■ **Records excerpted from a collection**

__________________________________________________

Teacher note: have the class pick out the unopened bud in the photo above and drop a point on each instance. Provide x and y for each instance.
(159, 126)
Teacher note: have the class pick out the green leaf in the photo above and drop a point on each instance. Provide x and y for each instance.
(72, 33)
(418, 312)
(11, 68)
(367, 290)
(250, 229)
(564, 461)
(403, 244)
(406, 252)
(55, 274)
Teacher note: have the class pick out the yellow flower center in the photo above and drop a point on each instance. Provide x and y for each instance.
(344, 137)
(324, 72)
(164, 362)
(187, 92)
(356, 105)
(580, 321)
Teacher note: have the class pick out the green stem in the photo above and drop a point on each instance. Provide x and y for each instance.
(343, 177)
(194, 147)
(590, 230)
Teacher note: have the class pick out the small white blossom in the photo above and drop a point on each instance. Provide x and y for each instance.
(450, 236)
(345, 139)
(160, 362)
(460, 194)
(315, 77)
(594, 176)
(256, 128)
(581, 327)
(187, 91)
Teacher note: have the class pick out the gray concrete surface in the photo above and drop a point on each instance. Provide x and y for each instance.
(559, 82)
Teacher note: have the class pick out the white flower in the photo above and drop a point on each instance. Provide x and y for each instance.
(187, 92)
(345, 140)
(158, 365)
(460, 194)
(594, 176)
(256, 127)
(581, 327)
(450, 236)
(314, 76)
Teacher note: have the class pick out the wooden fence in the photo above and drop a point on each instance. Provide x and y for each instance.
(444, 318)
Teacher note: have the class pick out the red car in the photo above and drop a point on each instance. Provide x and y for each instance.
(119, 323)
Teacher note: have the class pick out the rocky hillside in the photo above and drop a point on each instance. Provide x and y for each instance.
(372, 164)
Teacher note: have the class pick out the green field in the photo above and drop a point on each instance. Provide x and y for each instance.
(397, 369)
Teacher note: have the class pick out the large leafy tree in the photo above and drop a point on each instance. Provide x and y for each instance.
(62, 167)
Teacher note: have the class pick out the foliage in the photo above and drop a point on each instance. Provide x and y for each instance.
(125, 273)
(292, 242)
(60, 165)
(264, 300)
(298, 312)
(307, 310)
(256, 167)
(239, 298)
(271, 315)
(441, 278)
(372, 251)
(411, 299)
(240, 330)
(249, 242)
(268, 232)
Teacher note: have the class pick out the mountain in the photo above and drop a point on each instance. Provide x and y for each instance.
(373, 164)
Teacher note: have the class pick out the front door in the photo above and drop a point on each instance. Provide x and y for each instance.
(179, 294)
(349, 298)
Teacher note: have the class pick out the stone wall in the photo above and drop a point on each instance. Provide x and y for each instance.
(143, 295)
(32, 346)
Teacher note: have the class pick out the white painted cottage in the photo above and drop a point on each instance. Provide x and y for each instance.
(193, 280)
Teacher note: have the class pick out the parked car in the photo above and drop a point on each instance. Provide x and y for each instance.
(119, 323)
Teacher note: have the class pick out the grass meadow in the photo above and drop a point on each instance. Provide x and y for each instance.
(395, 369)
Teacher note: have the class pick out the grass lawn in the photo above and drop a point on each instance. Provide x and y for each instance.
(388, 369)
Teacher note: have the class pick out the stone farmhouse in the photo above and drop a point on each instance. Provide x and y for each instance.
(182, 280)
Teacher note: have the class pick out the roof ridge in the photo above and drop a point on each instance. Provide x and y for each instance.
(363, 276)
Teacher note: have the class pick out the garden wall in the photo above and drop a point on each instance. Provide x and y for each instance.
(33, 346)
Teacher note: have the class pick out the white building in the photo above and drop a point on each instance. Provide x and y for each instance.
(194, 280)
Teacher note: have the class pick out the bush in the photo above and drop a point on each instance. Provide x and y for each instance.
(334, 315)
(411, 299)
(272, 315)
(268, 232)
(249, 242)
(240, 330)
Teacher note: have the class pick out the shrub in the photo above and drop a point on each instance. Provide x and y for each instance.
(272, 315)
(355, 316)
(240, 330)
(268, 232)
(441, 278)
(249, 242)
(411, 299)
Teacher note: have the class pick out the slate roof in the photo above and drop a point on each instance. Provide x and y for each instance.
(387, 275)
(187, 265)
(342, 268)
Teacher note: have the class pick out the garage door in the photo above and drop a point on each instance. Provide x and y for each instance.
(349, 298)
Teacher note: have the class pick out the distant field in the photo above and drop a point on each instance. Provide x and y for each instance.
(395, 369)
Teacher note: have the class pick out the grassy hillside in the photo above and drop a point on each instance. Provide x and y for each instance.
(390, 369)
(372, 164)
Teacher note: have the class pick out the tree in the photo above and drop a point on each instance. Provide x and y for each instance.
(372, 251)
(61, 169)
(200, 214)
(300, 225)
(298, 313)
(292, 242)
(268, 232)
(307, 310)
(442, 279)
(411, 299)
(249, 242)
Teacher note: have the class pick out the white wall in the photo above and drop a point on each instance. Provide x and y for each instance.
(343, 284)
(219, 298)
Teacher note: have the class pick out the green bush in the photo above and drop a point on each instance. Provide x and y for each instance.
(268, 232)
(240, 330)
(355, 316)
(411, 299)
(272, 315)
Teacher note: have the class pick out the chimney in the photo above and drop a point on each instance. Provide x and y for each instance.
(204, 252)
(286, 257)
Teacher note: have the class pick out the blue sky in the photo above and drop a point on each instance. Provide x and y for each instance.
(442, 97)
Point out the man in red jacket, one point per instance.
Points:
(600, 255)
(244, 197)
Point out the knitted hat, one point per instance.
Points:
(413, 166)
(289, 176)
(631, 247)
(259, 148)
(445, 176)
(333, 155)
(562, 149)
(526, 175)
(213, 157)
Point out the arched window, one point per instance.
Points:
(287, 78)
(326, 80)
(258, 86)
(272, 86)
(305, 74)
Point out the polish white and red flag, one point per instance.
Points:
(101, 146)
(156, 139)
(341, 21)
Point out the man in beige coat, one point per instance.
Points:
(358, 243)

__________________________________________________

The answer is a portion of the data. Write out exactly the line with "Point out the man in beige" and all lines after it.

Point out the man in beige coat, one point per instance.
Points:
(358, 243)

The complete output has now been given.